Problem to work on:
With the pictures omitted, write out the entries that follow exactly as they stand.
▬▬▬▬▬▬
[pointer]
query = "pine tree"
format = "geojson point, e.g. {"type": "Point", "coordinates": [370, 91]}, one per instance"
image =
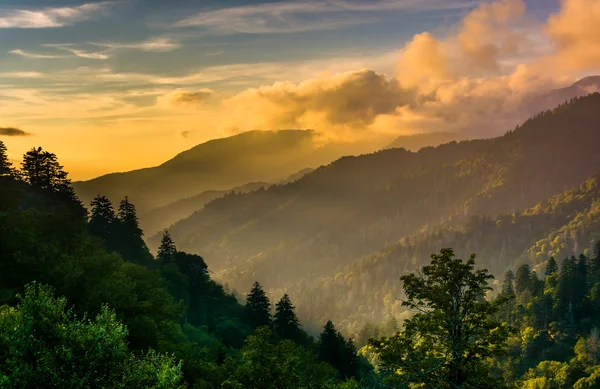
{"type": "Point", "coordinates": [6, 168]}
{"type": "Point", "coordinates": [129, 238]}
{"type": "Point", "coordinates": [523, 279]}
{"type": "Point", "coordinates": [102, 219]}
{"type": "Point", "coordinates": [258, 307]}
{"type": "Point", "coordinates": [167, 249]}
{"type": "Point", "coordinates": [285, 323]}
{"type": "Point", "coordinates": [41, 170]}
{"type": "Point", "coordinates": [551, 267]}
{"type": "Point", "coordinates": [337, 351]}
▬▬▬▬▬▬
Expected answer:
[pointer]
query = "pine tree"
format = "geojson point, e.g. {"type": "Point", "coordinates": [370, 91]}, one per instance"
image =
{"type": "Point", "coordinates": [6, 168]}
{"type": "Point", "coordinates": [129, 238]}
{"type": "Point", "coordinates": [523, 279]}
{"type": "Point", "coordinates": [102, 219]}
{"type": "Point", "coordinates": [258, 307]}
{"type": "Point", "coordinates": [167, 249]}
{"type": "Point", "coordinates": [285, 323]}
{"type": "Point", "coordinates": [41, 170]}
{"type": "Point", "coordinates": [551, 267]}
{"type": "Point", "coordinates": [337, 351]}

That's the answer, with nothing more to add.